Selected extract
================
On Wed, 15 May 2019, Richard Biener wrote:
As you write the heuristic you could as well remove the malloc result
points-to set from the others after points-to analysis is finished?
Looking at the vector testcase:
#include <vector>
#include <memory>
#include <new>
inline void* operator new(std::size_t n){return malloc(n);}
inline void operator delete(void*p){free(p);}
typedef std::unique_ptr<int> T;
typedef std::vector<T> V;
void f(V&v){v.reserve(1024);}
I get in the alias pass for malloc
_24, points-to NULL, points-to vars: { D.48250 } (escaped, escaped heap)
and for the pointer I want to say cannot alias _24
_4, points-to non-local, points-to escaped, points-to NULL, points-to vars: { }
I don't see what I can remove from where, all the important info is in
"escaped" (well in this case I guess "points-to escaped" could be dropped
because this is the very first statement and nothing has escaped yet, but
that's too specialized). Actually, I don't even understand how I could
encode the fact that they cannot alias in the current points-to
structures. It seems that it would require at least changing from one
"escaped" to several "escaped_XX" (or more radically several PT info per
SSA_NAME).
One could even devise something like a "negative" live set
(all-locals & ~live-locals), pruning the points-to sets of SSA names
on the whole CFG considering that
int *p;
int y;
void foo()
{
int x;
*p = &y;
if (p != &y) abort ();
*p = &x;
}
computes p to point to both y and x at the point of the comparison.
================
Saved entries
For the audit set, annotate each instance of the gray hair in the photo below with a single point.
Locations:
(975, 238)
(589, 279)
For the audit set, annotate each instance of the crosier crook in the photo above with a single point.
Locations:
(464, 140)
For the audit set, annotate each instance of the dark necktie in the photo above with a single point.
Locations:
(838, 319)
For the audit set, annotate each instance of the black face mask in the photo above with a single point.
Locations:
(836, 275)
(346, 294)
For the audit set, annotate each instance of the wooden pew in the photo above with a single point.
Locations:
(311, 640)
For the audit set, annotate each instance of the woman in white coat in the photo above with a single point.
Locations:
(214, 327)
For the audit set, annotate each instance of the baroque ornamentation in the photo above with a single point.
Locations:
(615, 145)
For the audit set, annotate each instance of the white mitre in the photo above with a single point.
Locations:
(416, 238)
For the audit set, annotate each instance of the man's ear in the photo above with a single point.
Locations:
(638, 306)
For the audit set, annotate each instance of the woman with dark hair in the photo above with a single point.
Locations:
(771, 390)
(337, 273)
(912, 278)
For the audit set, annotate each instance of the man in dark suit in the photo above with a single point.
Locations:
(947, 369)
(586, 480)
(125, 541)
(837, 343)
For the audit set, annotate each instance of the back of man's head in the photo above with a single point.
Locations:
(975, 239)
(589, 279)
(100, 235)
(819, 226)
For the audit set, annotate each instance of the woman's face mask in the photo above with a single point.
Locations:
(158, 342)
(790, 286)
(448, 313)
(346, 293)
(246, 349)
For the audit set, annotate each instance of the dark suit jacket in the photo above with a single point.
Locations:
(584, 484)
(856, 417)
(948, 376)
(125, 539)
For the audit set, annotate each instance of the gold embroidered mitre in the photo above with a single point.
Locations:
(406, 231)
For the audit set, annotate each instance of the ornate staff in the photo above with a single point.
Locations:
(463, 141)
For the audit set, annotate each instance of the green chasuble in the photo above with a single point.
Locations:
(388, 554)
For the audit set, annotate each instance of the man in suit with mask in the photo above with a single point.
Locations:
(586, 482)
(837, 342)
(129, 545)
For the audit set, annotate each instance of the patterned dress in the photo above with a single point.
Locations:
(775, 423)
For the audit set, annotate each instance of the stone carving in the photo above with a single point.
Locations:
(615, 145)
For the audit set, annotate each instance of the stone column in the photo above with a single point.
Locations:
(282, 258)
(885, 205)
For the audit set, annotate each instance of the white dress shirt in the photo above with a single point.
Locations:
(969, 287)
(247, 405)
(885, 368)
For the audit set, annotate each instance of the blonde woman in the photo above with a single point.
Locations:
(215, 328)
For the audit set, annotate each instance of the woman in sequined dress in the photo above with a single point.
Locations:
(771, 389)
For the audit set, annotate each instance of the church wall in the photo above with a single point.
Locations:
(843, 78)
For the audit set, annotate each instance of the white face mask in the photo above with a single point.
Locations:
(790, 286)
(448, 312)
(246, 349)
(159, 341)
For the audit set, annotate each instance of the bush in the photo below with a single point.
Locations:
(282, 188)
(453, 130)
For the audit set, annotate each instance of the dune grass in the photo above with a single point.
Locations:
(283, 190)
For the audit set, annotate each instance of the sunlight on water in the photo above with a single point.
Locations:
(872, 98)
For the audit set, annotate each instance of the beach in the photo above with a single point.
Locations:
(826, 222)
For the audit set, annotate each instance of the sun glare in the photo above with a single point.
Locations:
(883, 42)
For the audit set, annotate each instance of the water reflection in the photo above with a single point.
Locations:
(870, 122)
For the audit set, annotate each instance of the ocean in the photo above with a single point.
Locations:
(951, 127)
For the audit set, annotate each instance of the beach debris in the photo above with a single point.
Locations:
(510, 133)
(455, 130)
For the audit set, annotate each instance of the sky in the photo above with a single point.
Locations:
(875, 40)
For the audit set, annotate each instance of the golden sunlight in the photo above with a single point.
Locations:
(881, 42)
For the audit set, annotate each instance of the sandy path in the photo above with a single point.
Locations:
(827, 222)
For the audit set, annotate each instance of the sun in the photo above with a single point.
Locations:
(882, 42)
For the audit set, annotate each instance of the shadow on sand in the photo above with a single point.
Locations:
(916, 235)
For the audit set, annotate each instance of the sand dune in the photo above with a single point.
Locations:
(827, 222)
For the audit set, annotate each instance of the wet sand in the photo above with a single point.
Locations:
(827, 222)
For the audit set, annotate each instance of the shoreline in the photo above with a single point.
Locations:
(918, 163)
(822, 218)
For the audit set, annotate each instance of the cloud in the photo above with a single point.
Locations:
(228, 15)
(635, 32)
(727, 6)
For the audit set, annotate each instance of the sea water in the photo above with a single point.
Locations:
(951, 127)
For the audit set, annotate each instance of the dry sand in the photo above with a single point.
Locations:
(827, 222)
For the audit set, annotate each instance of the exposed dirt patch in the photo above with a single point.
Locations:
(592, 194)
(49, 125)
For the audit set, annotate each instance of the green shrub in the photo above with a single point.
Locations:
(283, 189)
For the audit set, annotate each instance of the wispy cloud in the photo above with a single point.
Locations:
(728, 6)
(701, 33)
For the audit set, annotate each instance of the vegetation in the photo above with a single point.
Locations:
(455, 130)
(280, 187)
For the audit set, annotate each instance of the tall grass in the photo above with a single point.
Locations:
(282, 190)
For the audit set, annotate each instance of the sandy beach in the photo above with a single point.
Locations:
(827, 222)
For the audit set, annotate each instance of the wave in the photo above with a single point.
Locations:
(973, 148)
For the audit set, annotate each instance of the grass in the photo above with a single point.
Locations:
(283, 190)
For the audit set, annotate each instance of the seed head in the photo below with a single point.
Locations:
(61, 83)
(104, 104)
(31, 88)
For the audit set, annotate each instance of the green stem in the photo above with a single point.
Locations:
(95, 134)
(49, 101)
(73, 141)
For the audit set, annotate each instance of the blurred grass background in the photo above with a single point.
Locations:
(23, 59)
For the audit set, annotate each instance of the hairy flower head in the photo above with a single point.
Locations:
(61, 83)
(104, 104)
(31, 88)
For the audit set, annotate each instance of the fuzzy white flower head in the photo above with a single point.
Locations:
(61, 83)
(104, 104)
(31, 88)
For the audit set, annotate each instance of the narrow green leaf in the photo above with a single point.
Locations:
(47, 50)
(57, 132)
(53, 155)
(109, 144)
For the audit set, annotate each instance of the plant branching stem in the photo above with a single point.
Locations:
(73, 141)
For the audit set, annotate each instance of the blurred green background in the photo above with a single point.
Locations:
================
What you need to do
a - Transcribe the passage of the message on points-to analysis that opens with the words containing "On Wed, 15 May" and closes with "analysis is finished?".
b - Answer the following from the message on points-to analysis:
(i) Who is named in the first line as having written on 15 May 2019?
(ii) What number is passed to reserve in the function f?
(iii) In the final example, which two variables is p computed to point to at the comparison?

Task answers
a -
On Wed, 15 May 2019, Richard Biener wrote:
As you write the heuristic you could as well remove the malloc result
points-to set from the others after points-to analysis is finished?

b -
(i) Richard Biener
(ii) 1024
(iii) y and x